EXERCISE
Locate the line containing "Note: point to the short" in the data below. Reproduce it and every following line up to the end, exactly as given.

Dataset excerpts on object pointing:
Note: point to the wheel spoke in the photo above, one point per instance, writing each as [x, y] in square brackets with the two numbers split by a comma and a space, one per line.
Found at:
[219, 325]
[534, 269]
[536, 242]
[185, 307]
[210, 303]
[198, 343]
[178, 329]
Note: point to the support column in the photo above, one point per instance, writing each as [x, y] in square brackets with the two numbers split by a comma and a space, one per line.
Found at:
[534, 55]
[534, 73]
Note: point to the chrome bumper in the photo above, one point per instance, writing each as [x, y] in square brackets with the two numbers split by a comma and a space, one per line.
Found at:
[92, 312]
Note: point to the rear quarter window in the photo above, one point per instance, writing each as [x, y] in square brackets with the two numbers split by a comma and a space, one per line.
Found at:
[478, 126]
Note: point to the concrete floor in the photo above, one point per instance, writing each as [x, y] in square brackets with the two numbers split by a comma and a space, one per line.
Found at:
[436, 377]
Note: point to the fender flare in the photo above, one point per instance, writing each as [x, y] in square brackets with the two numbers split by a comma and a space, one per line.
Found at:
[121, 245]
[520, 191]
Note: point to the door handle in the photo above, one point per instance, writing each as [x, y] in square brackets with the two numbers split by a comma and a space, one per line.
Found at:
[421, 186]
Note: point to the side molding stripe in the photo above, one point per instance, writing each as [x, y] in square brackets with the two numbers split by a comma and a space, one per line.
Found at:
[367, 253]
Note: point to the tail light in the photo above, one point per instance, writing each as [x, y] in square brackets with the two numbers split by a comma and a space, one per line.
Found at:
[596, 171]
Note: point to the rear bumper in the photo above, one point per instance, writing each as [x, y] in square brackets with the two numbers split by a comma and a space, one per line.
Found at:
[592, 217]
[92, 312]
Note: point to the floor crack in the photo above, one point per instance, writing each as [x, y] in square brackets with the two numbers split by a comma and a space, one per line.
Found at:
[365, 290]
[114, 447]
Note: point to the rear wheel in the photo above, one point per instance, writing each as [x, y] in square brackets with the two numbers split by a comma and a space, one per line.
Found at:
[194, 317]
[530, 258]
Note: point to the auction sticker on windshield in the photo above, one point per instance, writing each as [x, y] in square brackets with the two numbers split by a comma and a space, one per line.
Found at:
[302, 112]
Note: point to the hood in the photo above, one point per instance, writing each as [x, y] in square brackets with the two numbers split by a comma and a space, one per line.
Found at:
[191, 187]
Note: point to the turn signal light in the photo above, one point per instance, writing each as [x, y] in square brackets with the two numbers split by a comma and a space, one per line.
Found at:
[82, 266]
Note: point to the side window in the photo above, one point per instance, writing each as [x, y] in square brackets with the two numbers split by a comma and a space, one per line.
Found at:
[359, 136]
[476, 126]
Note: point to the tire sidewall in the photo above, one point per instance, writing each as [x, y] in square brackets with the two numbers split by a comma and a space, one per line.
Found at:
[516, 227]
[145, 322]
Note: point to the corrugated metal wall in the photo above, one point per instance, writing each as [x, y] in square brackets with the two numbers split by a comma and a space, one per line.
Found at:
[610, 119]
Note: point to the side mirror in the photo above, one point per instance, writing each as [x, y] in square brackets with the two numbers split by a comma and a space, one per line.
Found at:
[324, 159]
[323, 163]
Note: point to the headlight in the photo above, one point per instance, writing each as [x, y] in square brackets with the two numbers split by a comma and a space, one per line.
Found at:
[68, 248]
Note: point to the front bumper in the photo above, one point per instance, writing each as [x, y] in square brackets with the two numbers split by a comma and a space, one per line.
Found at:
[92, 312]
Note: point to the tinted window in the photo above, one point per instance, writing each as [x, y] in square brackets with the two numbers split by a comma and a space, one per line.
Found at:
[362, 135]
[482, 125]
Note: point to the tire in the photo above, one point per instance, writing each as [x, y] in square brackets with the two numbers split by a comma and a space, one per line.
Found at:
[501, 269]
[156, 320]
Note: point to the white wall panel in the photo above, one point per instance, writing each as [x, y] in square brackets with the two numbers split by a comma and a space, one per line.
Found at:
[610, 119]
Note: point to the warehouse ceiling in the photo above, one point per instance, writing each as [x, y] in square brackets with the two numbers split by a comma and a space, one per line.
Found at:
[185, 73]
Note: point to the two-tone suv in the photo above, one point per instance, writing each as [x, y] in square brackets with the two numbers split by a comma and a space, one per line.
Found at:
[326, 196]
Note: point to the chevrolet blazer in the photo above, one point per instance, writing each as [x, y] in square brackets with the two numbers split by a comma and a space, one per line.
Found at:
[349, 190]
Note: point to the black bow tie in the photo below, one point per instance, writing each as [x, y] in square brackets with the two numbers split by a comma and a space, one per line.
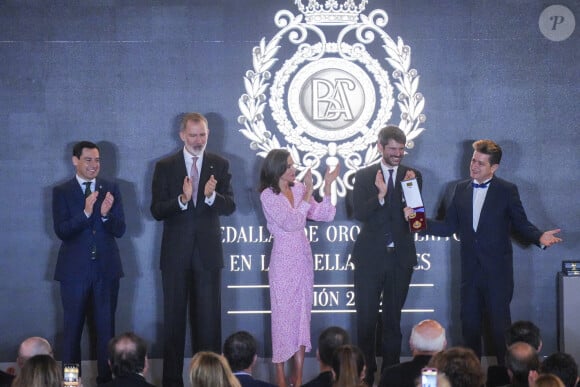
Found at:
[482, 185]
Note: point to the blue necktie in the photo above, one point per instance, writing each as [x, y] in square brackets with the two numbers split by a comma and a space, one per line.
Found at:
[390, 193]
[87, 185]
[390, 186]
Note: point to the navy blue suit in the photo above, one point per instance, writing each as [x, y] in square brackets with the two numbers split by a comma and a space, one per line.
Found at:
[191, 258]
[88, 266]
[379, 270]
[486, 256]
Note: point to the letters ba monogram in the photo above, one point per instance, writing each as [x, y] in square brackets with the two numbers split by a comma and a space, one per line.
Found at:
[327, 101]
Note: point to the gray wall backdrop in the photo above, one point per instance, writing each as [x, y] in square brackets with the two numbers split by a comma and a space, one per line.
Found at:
[121, 72]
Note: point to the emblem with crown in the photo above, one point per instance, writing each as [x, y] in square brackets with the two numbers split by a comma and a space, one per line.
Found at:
[332, 12]
[330, 56]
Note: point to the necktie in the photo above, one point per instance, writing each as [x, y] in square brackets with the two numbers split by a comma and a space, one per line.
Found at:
[87, 185]
[194, 179]
[390, 185]
[482, 185]
[390, 192]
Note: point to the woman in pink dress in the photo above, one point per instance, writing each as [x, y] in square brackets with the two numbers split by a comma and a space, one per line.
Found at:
[287, 204]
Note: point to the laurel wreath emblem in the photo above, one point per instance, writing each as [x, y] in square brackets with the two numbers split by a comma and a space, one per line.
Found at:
[253, 102]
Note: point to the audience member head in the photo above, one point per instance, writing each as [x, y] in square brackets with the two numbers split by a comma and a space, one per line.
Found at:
[209, 369]
[329, 340]
[127, 355]
[32, 346]
[525, 331]
[427, 337]
[461, 366]
[240, 351]
[488, 147]
[521, 359]
[563, 366]
[348, 366]
[39, 371]
[548, 380]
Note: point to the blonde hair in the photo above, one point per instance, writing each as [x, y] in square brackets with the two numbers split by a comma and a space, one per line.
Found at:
[348, 366]
[548, 380]
[39, 371]
[208, 369]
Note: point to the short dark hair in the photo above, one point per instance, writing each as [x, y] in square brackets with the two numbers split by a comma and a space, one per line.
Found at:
[520, 359]
[392, 132]
[562, 365]
[461, 365]
[488, 147]
[127, 353]
[525, 331]
[329, 340]
[348, 363]
[79, 146]
[273, 167]
[195, 117]
[239, 350]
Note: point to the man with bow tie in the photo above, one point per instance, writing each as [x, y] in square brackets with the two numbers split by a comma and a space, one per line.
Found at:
[483, 211]
[190, 190]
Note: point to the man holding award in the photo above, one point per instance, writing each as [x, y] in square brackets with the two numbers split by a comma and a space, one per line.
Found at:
[384, 253]
[483, 211]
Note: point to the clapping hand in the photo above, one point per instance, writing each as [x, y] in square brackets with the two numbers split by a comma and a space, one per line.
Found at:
[329, 178]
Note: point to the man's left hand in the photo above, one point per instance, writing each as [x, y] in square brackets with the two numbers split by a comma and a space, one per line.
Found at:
[549, 238]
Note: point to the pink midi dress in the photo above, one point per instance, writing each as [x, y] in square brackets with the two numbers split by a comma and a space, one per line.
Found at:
[291, 271]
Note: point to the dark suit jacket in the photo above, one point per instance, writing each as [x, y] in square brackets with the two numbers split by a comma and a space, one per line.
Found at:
[490, 247]
[377, 220]
[79, 234]
[184, 230]
[404, 374]
[5, 379]
[248, 381]
[324, 379]
[128, 381]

CORRECT ANSWER
Note: point to the short dark hair in the photo above, one point per instance, writing each as [x, y] in square brackets with the two numbers split by a comma and a space, one per line.
Found at:
[520, 359]
[392, 132]
[562, 365]
[461, 365]
[488, 147]
[127, 353]
[525, 331]
[329, 340]
[348, 363]
[79, 146]
[273, 167]
[195, 117]
[239, 350]
Note: point to the man with bow tie in the photo above, one point per instance, writing each as [x, y] in square brackets with the two numbers split by a comma and a space, one per line.
Found at:
[483, 211]
[190, 190]
Note: point to the man holding award in the photo above, one point per instance, writing each as [x, y] in square brackets with the two numbers split by a comma and a space, one per line.
Found at:
[384, 253]
[483, 211]
Note: point to the clapping hand in the photo above, one point per instance, writing each as [x, y] in square brackets with the two numbers split by a comma and a space, one per line.
Found at:
[329, 178]
Note: point to the man's left hand in the photo above, one point per instance, writing each as [x, y] in square brackets with the two numbers split by a comma and a space, one per line.
Found at:
[549, 238]
Note: point to the pink midi dress in the photo above, one point per instance, writing each as [x, y] in square brackets with the two numbers split by a comma and a space, one per line.
Found at:
[291, 271]
Note: point to the dark suit jacket in the photo above, one point per instance, writing each as [x, y] in square brackets with the two numbers split by a comma and a space, one per line.
Found at:
[490, 247]
[377, 220]
[79, 234]
[184, 230]
[404, 374]
[5, 379]
[248, 381]
[324, 379]
[128, 381]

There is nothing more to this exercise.